[BEGIN Data shown]

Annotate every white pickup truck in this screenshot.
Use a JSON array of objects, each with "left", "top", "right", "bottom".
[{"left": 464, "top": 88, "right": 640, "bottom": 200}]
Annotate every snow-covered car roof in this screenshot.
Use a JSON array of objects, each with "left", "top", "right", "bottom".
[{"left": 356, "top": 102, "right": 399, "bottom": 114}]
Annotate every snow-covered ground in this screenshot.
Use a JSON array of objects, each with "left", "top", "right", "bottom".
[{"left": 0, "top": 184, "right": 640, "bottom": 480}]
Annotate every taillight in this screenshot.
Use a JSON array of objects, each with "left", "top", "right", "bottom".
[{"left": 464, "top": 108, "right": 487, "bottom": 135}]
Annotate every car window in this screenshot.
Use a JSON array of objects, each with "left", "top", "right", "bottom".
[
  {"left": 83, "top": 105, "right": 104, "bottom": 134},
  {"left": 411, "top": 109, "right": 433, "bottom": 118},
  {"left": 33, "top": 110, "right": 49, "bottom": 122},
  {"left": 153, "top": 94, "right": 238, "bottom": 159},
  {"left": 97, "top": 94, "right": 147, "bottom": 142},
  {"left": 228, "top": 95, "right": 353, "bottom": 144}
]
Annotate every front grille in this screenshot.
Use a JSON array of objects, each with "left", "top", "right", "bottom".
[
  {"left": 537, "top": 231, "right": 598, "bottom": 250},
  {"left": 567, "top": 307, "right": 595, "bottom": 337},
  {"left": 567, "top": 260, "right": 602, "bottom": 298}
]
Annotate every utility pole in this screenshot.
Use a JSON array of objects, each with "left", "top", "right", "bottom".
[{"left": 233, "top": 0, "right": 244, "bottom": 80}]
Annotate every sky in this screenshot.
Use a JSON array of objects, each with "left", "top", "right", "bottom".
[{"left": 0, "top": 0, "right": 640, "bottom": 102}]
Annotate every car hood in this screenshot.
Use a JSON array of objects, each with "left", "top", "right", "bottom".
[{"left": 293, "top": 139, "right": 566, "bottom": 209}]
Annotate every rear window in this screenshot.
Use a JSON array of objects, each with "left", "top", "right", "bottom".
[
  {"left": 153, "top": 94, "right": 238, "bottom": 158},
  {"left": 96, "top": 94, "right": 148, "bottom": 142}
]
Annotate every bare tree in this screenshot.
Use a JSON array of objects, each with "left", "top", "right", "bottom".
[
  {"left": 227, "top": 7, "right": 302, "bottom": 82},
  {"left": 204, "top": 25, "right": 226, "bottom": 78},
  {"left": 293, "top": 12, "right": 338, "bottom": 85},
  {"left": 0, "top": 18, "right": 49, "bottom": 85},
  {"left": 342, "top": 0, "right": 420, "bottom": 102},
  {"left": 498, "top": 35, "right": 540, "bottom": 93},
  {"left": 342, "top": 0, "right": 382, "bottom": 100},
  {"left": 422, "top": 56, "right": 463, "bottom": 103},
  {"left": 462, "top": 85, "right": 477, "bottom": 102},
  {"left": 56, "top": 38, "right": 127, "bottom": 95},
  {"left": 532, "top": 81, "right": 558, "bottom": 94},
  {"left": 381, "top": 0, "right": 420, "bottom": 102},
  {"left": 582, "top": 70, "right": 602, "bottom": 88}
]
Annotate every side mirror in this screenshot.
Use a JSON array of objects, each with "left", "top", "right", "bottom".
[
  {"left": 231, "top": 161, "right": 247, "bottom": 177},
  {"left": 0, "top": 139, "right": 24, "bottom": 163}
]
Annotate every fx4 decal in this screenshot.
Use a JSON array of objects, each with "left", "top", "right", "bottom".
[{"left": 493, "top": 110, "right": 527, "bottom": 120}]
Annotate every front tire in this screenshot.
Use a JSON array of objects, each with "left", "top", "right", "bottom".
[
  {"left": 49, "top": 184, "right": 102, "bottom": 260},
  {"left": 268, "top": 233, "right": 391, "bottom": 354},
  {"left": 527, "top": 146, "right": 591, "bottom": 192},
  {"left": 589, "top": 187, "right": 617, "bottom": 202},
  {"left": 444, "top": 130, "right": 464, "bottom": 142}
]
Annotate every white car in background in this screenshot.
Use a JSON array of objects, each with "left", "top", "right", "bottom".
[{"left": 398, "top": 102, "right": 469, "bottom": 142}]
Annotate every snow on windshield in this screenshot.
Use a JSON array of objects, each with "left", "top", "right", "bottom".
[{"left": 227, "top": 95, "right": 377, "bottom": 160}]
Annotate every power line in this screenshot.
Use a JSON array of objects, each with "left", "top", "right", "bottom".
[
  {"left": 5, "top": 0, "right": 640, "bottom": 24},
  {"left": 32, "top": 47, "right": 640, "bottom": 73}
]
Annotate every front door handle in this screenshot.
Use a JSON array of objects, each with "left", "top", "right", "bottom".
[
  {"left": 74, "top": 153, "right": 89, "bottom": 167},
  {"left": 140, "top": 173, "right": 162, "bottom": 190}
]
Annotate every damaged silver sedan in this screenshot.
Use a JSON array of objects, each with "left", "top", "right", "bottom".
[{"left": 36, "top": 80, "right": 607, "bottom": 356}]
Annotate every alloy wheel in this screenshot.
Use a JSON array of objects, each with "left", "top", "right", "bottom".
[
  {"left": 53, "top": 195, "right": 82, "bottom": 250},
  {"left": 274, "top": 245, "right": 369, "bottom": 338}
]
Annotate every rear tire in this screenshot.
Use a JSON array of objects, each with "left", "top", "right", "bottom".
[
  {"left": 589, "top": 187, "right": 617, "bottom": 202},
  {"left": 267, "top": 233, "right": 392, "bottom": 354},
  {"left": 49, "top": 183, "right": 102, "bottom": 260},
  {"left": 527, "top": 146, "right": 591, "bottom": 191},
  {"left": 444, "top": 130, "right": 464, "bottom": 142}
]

[END Data shown]

**Instruction:** Copy everything from the line containing "Annotate every rear tire in this screenshot." down to the end of the data, renaming "rear tire" to "back tire" and leaving all else unchanged.

**Solution to the problem:**
Annotate every back tire in this screenshot.
Use a JSON array of objects, each with "left", "top", "right", "bottom".
[
  {"left": 589, "top": 187, "right": 617, "bottom": 202},
  {"left": 267, "top": 233, "right": 392, "bottom": 354},
  {"left": 49, "top": 183, "right": 102, "bottom": 260},
  {"left": 527, "top": 146, "right": 591, "bottom": 191},
  {"left": 444, "top": 130, "right": 464, "bottom": 142}
]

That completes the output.